**Problems to solve:**
1. Rewrite the part of the review of Ravenous starting with "WHY IT WON’T" and going on through "heights of weirdness.", replacing "horror-comedy" with "black comedy".
2. List every character the review of Ravenous mentions by name.
3. According to the review of Ravenous, how much money did the studio invest in the film?

PLOT: During the Mexican-American war, a cowardly officer is exiled to a backwater fort in California; a survivor from a doomed group of settlers appears and leads the fort’s complement to a grisly fate.

Ravenous (1999)

WHY IT WON’T MAKE THE LIST: With fine direction and A-list talent, Antonia Bird’s unlikely horror-comedy shows the positive effect a big budget can have on the splatter genre—but does not reach the necessary heights of weirdness.

COMMENTS: The tone for Hollywood’s foray into the realm of splatterhouse begins with Nietzsche’s quote, “He that fights with monsters should look to it that he himself does not become a monster,” followed immediately by a timeless quote from anonymous: “eat me.” An 1847 American flag flies in the opening shot, and soon we see a group of officers and troops sitting down to a celebratory dinner of very, very raw steak. Captain Boyd, recently promoted, stares at the meat and quickly runs from the table to vomit. Why is this soldier so adversely affected by the sight of blood?

After the opening credits, set over a journey montage jauntily scored by Michael Nyman, we see his new home and new comrades. Deep in the Sierra Nevadas is a shack of an army fort, populated by the military’s cast-offs. Jeffrey Jones plays the affable commander of the troupe, Colonel Hart; David Arquette plays the lowest ranking character as one of history’s earliest comic stoners. Literally stumbling into the mix of soldier eccentrics is Colqhoun (Robert Carlyle), who brings about the film’s main action when he relates his tale of desperation and cannibalism in a cave a few days march from the dilapidated fort.

What follows both makes the movie so wonderfully strange and, no doubt, made its box office takings so meager. (An investment of twelve million dollars from the studio resulted in box office totals of not quite two million). There is another journey, from the fort to the cave, again put to a jaunty soundtrack, and there is a horrible revelation that contradicts Colqhoun’s account. In a scene reminiscent of the opening nightmare in Herzog’s Nosferatu the Vampyre, the soldierly Private Reich discovers too many bodies, one of many grindhouse nods. A scuffle ensues and Captain Boyd flees the monstrous Colqhoun, eventually being forced to make a tough decision.

Between the set up and the payoff, we learn a number of things about the nature of cannibalism, the evils of man, and the nature of American Exceptionalism. Carlyle’s Manifest Destiny speech is one for (from?) the history books: “…this country is seeking to be whole. Stretching out its arms and consuming all it can.” The movie does not wear its metaphor lightly, but its message about the, shall we say, ravenous nature of America’s territorial appetites is the only element in the film that can be taken remotely seriously.

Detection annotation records
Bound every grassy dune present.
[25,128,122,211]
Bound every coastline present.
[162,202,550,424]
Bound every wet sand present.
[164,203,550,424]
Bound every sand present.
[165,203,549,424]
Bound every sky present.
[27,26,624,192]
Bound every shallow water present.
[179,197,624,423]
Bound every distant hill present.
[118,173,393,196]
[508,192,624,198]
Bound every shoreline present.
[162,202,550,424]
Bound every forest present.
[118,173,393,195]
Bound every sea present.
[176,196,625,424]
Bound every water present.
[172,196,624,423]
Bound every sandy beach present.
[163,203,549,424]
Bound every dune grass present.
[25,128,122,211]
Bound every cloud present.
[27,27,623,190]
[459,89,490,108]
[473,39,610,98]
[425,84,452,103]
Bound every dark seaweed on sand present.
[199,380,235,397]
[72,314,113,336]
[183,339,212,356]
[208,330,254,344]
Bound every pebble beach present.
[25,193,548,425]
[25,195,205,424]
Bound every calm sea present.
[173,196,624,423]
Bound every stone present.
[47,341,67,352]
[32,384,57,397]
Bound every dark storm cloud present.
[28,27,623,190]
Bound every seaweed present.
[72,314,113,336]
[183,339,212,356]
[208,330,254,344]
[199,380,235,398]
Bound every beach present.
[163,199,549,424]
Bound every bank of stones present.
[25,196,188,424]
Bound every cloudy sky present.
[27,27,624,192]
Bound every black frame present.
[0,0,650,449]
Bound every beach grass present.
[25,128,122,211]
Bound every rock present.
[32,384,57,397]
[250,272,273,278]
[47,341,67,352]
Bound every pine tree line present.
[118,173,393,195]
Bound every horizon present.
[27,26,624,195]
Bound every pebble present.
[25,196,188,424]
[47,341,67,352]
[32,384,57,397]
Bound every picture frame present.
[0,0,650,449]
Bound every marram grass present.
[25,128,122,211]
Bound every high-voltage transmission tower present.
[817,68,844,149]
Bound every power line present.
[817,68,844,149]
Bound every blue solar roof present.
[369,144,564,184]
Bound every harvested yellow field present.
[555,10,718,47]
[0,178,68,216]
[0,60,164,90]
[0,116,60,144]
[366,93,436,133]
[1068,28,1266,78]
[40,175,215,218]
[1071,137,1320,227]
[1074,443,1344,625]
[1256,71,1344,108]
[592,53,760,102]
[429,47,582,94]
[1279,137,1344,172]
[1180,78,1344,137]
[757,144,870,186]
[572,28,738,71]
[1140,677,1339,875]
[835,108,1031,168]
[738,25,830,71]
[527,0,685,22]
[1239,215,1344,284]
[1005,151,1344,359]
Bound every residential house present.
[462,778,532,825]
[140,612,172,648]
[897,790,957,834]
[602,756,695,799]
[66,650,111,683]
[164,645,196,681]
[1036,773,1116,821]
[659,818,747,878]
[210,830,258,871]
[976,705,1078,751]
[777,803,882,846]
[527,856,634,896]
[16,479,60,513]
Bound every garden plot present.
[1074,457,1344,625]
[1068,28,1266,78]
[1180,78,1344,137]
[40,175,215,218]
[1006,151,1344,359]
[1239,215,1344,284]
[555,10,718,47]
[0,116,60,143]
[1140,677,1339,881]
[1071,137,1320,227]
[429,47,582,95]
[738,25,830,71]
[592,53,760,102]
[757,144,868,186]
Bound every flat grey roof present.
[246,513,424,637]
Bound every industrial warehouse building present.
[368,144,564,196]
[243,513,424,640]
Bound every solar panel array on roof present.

**Answers:**
1.
WHY IT WON’T MAKE THE LIST: With fine direction and A-list talent, Antonia Bird’s unlikely black comedy shows the positive effect a big budget can have on the splatter genre—but does not reach the necessary heights of weirdness.

2. Captain Boyd, Colonel Hart, Colqhoun, Private Reich

3. Twelve million dollars.